── Excerpted passage ──

Sykes has another place in mind.

“When the federal institution will not respond appropriately, take it to the church,” she said.

More battles, more tears
Two weeks ago, she convinced the Virginia Conference of the United Methodist church — the largest conference in United Methodism — to pass a resolution calling for the removal of mercury from vaccines.

It now heads to the Board of Global Ministries and the Board of Church and Society of the United Methodist Church for consideration. The same resolution passed Kerns’ East Kansas Conference of the Methodist Church 650-0 a few weeks ago.

The Virginia Synod of the Evangelical Lutheran Church of America has referred the measure to a committee. The Virlina District Church of the Brethren, which serves parts of Virginia, West Virginia and North Carolina, is drafting its own version.

Meanwhile at Sykes’ home, the day that melted down with her son’s screams was turning into night. Wesley has drifted off to sleep. The phone’s incessant ringing stops. Sykes’ husband, Seth, returns home from work. Outside, all is quiet except for the musical tinkling of a passing ice cream truck.

Later, Wesley wakes up and finishes his dinner. He cuddles with his dad in the recliner and watches TV before going to bed.

There will be more tantrums, more battles, more tears, for Wesley and his mother.

But for a rare moment, everything seems normal. There is just sweet, blessed peace.

───
── Data listing ──

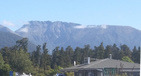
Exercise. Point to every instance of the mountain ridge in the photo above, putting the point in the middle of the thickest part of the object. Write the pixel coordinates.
(64, 34)
(8, 38)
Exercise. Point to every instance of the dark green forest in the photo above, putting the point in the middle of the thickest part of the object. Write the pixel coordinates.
(41, 63)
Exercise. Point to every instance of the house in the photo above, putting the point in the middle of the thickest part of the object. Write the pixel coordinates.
(104, 67)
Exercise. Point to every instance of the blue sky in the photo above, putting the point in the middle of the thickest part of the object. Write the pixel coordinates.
(15, 13)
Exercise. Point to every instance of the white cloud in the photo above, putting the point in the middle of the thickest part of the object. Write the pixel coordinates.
(24, 30)
(80, 27)
(104, 26)
(7, 23)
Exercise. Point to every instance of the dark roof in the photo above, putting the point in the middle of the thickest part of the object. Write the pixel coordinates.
(104, 63)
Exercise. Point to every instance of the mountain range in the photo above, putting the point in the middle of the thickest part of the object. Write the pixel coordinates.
(64, 34)
(8, 38)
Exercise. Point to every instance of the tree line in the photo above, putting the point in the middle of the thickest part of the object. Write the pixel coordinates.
(40, 63)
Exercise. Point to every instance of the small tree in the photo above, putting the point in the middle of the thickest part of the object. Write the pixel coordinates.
(127, 59)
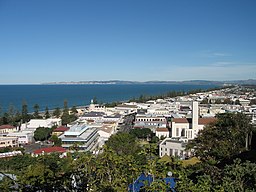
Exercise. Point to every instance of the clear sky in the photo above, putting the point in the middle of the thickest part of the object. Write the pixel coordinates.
(66, 40)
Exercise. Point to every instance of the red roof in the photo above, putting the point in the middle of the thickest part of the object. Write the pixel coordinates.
(201, 121)
(61, 129)
(205, 121)
(180, 120)
(50, 150)
(6, 127)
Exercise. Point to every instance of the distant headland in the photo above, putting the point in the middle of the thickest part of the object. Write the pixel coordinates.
(192, 82)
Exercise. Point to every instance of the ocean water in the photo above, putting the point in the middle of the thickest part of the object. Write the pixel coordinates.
(53, 96)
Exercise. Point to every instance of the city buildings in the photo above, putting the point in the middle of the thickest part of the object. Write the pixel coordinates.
(82, 137)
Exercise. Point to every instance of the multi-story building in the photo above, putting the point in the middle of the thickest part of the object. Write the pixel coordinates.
(24, 137)
(8, 142)
(83, 136)
(5, 129)
(182, 130)
(189, 127)
(174, 147)
(150, 121)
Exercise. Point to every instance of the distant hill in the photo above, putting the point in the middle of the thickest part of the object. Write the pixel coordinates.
(191, 82)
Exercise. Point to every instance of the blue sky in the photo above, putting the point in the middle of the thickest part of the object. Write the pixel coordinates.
(60, 40)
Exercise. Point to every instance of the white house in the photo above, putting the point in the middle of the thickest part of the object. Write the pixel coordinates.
(24, 137)
(174, 147)
(189, 127)
(84, 136)
(162, 132)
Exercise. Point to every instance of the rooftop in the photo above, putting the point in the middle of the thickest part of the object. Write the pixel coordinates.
(6, 127)
(50, 150)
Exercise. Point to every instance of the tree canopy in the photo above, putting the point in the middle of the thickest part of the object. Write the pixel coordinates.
(226, 137)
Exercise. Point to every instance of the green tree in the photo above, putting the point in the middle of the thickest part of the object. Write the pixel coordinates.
(24, 112)
(74, 110)
(42, 133)
(95, 101)
(237, 102)
(36, 111)
(239, 176)
(65, 114)
(47, 114)
(56, 140)
(56, 112)
(226, 137)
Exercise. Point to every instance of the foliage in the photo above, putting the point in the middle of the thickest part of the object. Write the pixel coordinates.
(74, 110)
(24, 112)
(57, 112)
(47, 114)
(222, 139)
(55, 140)
(42, 133)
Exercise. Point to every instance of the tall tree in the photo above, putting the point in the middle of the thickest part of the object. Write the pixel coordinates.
(47, 114)
(74, 110)
(24, 112)
(56, 112)
(224, 138)
(36, 111)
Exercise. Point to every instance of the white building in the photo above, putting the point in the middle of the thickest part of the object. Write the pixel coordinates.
(174, 147)
(35, 123)
(189, 127)
(126, 108)
(24, 137)
(5, 129)
(8, 142)
(162, 132)
(84, 136)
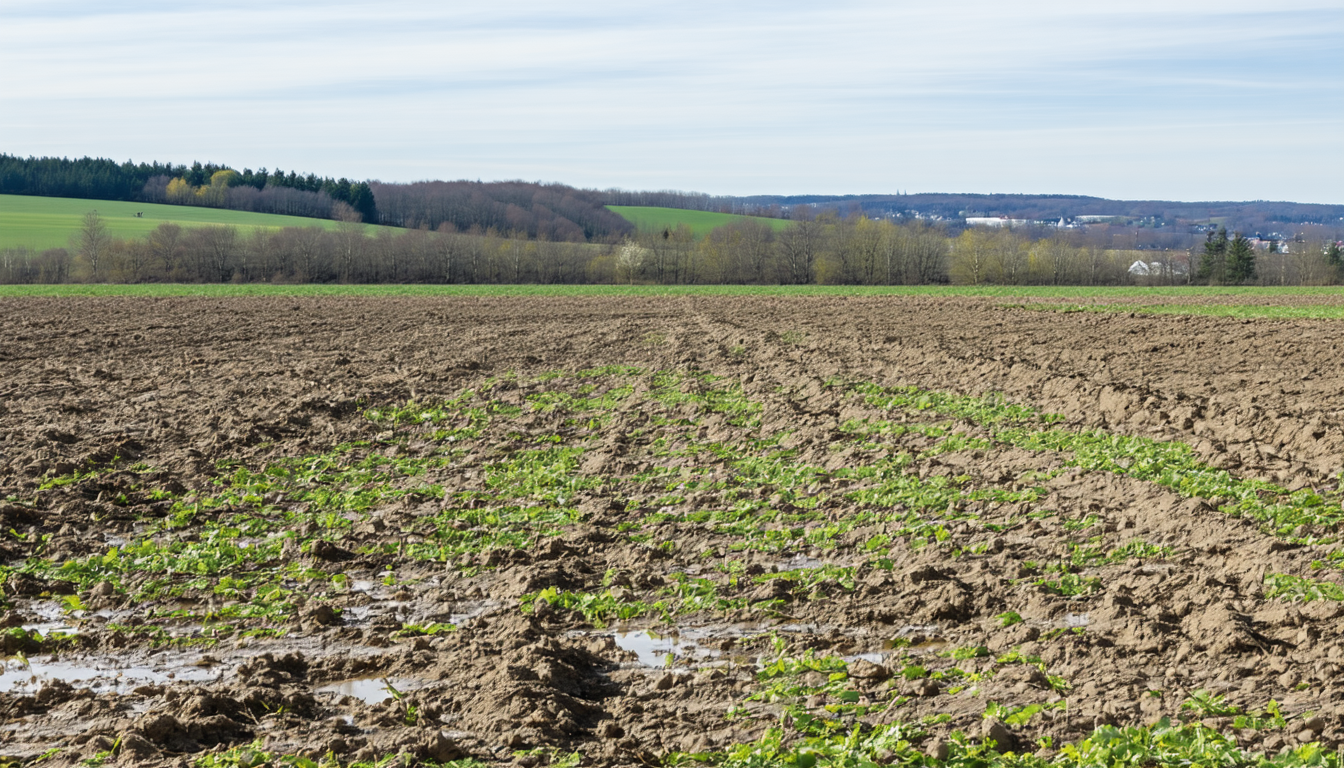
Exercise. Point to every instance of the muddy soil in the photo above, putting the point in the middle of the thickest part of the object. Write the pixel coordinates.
(516, 529)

───

**Complete the following**
(a) Translate this sentence from the excerpt about Sykes into Spanish: "Later, Wesley wakes up and finishes his dinner."
(b) Transcribe the stretch of the excerpt about Sykes from "It now heads" through "its own version.".
(c) For each statement, say whether it agrees with the excerpt about Sykes, answering yes or no and quoting the words of the excerpt that decide it.
(i) The Virginia Conference is the largest conference in United Methodism.
(ii) The resolution failed to pass in the East Kansas Conference.
(iii) The Virginia Synod of the Evangelical Lutheran Church of America has adopted the measure.
None of the entries has any bearing on this work.

**Answers to this exercise**
(a) Más tarde, Wesley se despierta y termina su cena.

(b)
It now heads to the Board of Global Ministries and the Board of Church and Society of the United Methodist Church for consideration. The same resolution passed Kerns’ East Kansas Conference of the Methodist Church 650-0 a few weeks ago.

The Virginia Synod of the Evangelical Lutheran Church of America has referred the measure to a committee. The Virlina District Church of the Brethren, which serves parts of Virginia, West Virginia and North Carolina, is drafting its own version.

(c)
(i) Yes: "the largest conference in United Methodism"
(ii) No: "The same resolution passed Kerns’ East Kansas Conference of the Methodist Church 650-0 a few weeks ago."
(iii) No: "has referred the measure to a committee"